Annotated coordinate records
^^^^

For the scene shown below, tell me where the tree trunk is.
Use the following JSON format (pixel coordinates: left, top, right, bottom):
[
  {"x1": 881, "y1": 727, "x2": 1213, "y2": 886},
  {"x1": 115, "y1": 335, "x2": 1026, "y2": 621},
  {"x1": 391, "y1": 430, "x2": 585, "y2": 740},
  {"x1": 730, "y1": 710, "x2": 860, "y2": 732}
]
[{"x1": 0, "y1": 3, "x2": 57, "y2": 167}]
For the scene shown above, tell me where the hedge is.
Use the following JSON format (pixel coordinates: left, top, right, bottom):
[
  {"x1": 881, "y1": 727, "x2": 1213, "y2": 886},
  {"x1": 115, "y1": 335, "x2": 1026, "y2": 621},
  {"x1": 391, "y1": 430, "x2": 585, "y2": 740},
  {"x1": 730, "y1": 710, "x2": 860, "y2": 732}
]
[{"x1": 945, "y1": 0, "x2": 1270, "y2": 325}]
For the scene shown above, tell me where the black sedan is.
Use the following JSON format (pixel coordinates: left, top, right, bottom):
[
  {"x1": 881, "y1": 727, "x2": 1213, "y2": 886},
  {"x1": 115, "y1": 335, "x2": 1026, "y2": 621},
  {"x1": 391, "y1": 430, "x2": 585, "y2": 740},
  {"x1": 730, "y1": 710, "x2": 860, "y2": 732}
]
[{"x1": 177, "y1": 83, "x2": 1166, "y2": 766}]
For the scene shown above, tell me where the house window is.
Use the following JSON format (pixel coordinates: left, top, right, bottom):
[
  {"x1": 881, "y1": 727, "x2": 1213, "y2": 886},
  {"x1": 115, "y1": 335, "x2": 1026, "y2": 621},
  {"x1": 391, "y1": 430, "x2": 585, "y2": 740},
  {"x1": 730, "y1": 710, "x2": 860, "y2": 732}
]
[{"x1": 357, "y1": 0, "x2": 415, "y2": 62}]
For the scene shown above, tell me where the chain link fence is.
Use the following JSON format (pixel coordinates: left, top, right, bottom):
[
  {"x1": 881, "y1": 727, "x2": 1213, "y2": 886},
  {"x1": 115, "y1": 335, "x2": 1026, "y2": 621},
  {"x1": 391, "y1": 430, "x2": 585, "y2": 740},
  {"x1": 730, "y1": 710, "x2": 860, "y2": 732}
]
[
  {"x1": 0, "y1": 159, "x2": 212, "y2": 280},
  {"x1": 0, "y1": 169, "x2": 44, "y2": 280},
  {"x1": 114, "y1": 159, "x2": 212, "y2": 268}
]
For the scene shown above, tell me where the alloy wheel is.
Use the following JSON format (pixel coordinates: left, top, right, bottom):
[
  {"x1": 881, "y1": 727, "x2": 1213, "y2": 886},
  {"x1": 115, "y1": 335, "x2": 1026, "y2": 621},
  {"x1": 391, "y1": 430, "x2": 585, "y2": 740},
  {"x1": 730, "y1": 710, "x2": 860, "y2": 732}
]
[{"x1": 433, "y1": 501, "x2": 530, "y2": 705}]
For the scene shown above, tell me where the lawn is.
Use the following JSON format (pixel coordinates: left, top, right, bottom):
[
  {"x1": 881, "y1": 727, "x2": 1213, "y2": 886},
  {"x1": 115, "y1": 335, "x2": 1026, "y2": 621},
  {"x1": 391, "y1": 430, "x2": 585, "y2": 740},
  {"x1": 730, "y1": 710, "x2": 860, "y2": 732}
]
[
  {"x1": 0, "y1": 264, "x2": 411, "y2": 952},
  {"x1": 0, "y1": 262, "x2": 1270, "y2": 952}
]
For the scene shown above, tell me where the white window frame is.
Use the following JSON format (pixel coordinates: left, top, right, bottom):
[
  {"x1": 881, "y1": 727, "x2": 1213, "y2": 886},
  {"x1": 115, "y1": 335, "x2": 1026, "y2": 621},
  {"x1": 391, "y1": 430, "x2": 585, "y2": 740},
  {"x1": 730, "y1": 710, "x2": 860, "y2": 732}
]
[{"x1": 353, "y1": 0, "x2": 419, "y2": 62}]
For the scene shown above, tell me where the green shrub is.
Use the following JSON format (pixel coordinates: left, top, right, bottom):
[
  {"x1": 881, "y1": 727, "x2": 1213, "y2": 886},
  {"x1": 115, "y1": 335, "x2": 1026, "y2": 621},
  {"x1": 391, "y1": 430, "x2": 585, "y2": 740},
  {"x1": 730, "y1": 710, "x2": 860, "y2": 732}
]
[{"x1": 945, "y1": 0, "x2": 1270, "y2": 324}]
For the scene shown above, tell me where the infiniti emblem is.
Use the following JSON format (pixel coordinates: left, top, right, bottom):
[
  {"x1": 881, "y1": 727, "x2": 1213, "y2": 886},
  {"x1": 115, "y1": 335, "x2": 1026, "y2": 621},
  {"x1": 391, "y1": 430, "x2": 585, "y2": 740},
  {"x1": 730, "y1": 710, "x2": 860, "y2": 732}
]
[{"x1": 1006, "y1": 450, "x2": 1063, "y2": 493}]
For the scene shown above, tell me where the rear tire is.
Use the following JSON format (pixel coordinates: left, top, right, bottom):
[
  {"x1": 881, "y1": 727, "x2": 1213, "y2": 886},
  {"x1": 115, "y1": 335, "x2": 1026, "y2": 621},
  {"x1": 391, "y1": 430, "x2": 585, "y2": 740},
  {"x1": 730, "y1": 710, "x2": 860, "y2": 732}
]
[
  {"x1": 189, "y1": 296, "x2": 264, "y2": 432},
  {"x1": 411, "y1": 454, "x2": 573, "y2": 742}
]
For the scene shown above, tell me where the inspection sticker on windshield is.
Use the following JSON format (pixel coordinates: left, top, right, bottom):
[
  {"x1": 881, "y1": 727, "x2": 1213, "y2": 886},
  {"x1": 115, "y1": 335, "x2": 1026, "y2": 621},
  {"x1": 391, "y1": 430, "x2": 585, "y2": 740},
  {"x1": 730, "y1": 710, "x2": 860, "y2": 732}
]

^^^^

▶ [Problem statement] Pull out each line of the rows above that contains the string "shown". Case counts.

▶ [Result of the exercise]
For the scene shown below, tell me where the tree trunk is.
For the scene shown above, tell me where the hedge is.
For the scene shown above, tell me where the black sedan is.
For the scene shown above, tell me where the house window is.
For the scene shown above, tell me where the chain link fence is.
For the scene shown above, tell me where the alloy wheel is.
For the scene shown above, tell me where the lawn is.
For the scene shown above, tell me where the white window frame is.
For the scene shown above, tell me where the green shrub is.
For the scene shown above, tell me where the infiniti emblem is.
For the scene shown above, tell me where the rear tire is.
For the scene shown above, tell me where the inspection sticker on windshield is.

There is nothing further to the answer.